- Trecho selecionado
↓↓↓
CULTURA

Baiacu: a nova publicação de Laerte e Angeli

Os cartunistas reuniram colegas na Casa do Sol, que pertenceu a Hilda Hist, para lançar uma publicação a partir de experimentos de residência artística
Por Marcelo Menna Barreto / Publicado em 14 de novembro de 2017

Foto: Rafael Roncato/Casa do Sol / Divulgação

Foto: Rafael Roncato/Casa do Sol / Divulgação

Dois dos mais importantes cartunistas da atualidade, Laerte e Angeli se reúnem novamente para mais uma vez marcar a história dos quadrinhos brasileiros. Lançam nesse próximo dia 18, sábado, no Sesc Ipiranga, em São Paulo, a revista Baiacu (Editora Todavia).
↑↑↑
- Linhas fornecidas
↓↓↓
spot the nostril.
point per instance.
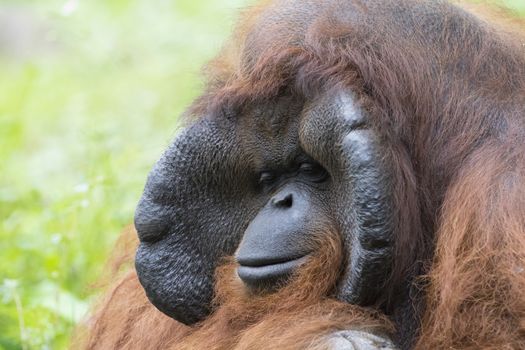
(283, 201)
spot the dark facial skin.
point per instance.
(260, 183)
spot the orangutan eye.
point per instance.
(267, 178)
(314, 172)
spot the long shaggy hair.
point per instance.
(299, 315)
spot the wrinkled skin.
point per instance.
(262, 183)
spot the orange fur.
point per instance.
(459, 181)
(298, 316)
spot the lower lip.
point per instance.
(267, 275)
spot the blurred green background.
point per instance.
(90, 92)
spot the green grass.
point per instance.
(81, 122)
(83, 116)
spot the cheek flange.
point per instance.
(333, 131)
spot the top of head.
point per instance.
(345, 87)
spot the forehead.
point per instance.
(269, 132)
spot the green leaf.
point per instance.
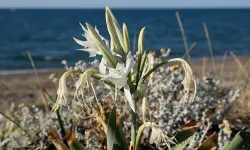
(72, 141)
(209, 143)
(111, 129)
(184, 135)
(153, 69)
(141, 40)
(139, 133)
(114, 31)
(126, 39)
(115, 136)
(240, 138)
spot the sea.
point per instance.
(47, 33)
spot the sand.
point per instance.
(22, 87)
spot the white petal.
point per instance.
(102, 66)
(128, 97)
(84, 29)
(129, 62)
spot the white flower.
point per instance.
(62, 92)
(159, 136)
(118, 76)
(90, 45)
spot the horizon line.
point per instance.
↑↑↑
- Tarefas escritas
- A) Liste todos os nomes de pessoas que aparecem na matéria sobre a revista Baiacu.
- B) Reproduza fielmente a parte da matéria sobre a revista Baiacu que começa nas palavras "Dois dos mais" e termina depois de "Baiacu (Editora Todavia).".
- C) Responda, com base na matéria sobre a revista Baiacu:
(i) Em que data a matéria foi publicada?
(ii) Em que lugar a revista será lançada?
(iii) Por qual editora sai a revista?
As linhas não são necessárias para nada aqui.

- Respostas por tarefa
- A) Laerte, Angeli, Hilda Hist, Marcelo Menna Barreto, Rafael Roncato

- B)
Dois dos mais importantes cartunistas da atualidade, Laerte e Angeli se reúnem novamente para mais uma vez marcar a história dos quadrinhos brasileiros. Lançam nesse próximo dia 18, sábado, no Sesc Ipiranga, em São Paulo, a revista Baiacu (Editora Todavia).

- C)
(i) Em 14 de novembro de 2017.
(ii) No Sesc Ipiranga, em São Paulo.
(iii) Pela Editora Todavia.